Jacques Marcon
Le chef étoilé Jacques Marcon avec les agriculteurs : « On est en train de casser la gastronomie française »
Jacques Marcon, chef triplement étoilé de Saint-Bonnet-le-Froid, a franchi mardi un cap symbolique en rejoignant pour la toute première fois de son existence une manifestation.

Le chef français trois étoiles et président du Bocuse d'or France, Régis Marcon, observe les candidats lors du concours de cuisine « Bocuse d'or » à Villepinte, au nord-est de Paris, le 11 mars 2014.
Photo: JACQUES DEMARTHON/AFP via Getty Images
À 47 ans, ce restaurateur reconnu a choisi de descendre dans la rue au Puy-en-Velay, solidaire des agriculteurs de Haute-Loire confrontés à une énième crise sanitaire. Dans un entretien accordé mercredi à l’AFP, il a expliqué les raisons profondes de cet engagement inédit.
« Sans eux, on ferme nos restaurants »
La motivation du chef est limpide : l’interdépendance totale entre restaurateurs et producteurs locaux. Établi avec son père Régis dans leur restaurant emblématique, Jacques Marcon revendique cette appartenance à une chaîne commune. Dimanche dernier, il n’a pas hésité à relayer sur son compte Facebook l’appel lancé par les syndicats agricoles. Deux jours plus tard, il participait activement au rassemblement devant la préfecture, allant jusqu’à prendre la parole publiquement pour défendre la cause paysanne.

== Actions à mener ==
(1) Recopiez fidèlement le passage de l'article sur Jacques Marcon, de « La motivation du » à « la cause paysanne. ».
(2) D'après l'article sur Jacques Marcon, quel âge a ce chef ?
(3) Poursuivez l'article sur l'engagement de Jacques Marcon aux côtés des agriculteurs à partir de sa dernière phrase.
Le matériel qui suit n'a aucun lien avec l'extrait.

== Matériel fourni ==
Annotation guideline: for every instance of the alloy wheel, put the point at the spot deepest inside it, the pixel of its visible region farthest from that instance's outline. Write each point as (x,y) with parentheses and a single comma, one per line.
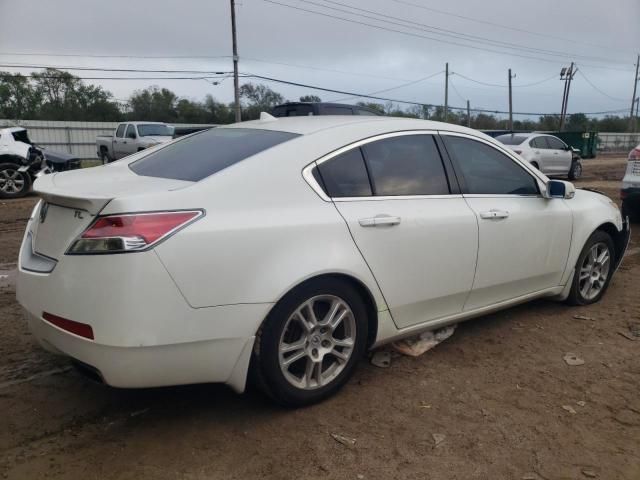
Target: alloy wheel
(317,342)
(594,271)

== Réponses par consigne ==
(1)
La motivation du chef est limpide : l’interdépendance totale entre restaurateurs et producteurs locaux. Établi avec son père Régis dans leur restaurant emblématique, Jacques Marcon revendique cette appartenance à une chaîne commune. Dimanche dernier, il n’a pas hésité à relayer sur son compte Facebook l’appel lancé par les syndicats agricoles. Deux jours plus tard, il participait activement au rassemblement devant la préfecture, allant jusqu’à prendre la parole publiquement pour défendre la cause paysanne.

(2) Il a 47 ans.

(3)
Au-delà de l’épizootie, un système à transformer
Si la dermatose nodulaire contagieuse (DNC) qui touche les élevages bovins depuis l’été constitue le déclencheur immédiat de la mobilisation, Jacques Marcon y voit surtout l’occasion de remettre en question un modèle agricole dépassé. Pour le chef cuisinier, cette manifestation porte une ambition plus vaste : promouvoir une alternative au système actuel. Son message est clair : le retour au local s’impose comme une nécessité absolue, et une refonte complète du modèle agricole français devient urgente.
Une gestion sanitaire contestée
La stratégie adoptée par les pouvoirs publics face à la DNC suscite l’incompréhension du restaurateur. La politique d’abattage systématique de troupeaux entiers dès qu’un cas est détecé, couplée à une vaccination limitée aux seules zones touchées, lui paraît absurde. Jacques Marcon dénonce cette approche radicale alors que des vaccins efficaces existent. Selon lui, cette réticence à généraliser la vaccination vise essentiellement à protéger les intérêts des exportateurs et de la grande industrie de transformation de viande, au détriment des éleveurs de terrain.
Le libre-échange, fossoyeur de la gastronomie française
Le discours du chef étoilé s’élargit rapidement vers une critique du commerce international et de ses conséquences désastreuses sur l’alimentation. Alors que l’Union européenne s’apprête à finaliser un accord commercial avec le Mercosur, Jacques Marcon tire la sonnette d’alarme. Il rappelle qu’il y a une décennie à peine, même les restaurants modestes pouvaient s’approvisionner en produits de qualité. Aujourd’hui, la situation s’est dramatiquement dégradée : un bistrot proposant un menu à 40 euros ne peut plus s’offrir un authentique poulet de Bresse.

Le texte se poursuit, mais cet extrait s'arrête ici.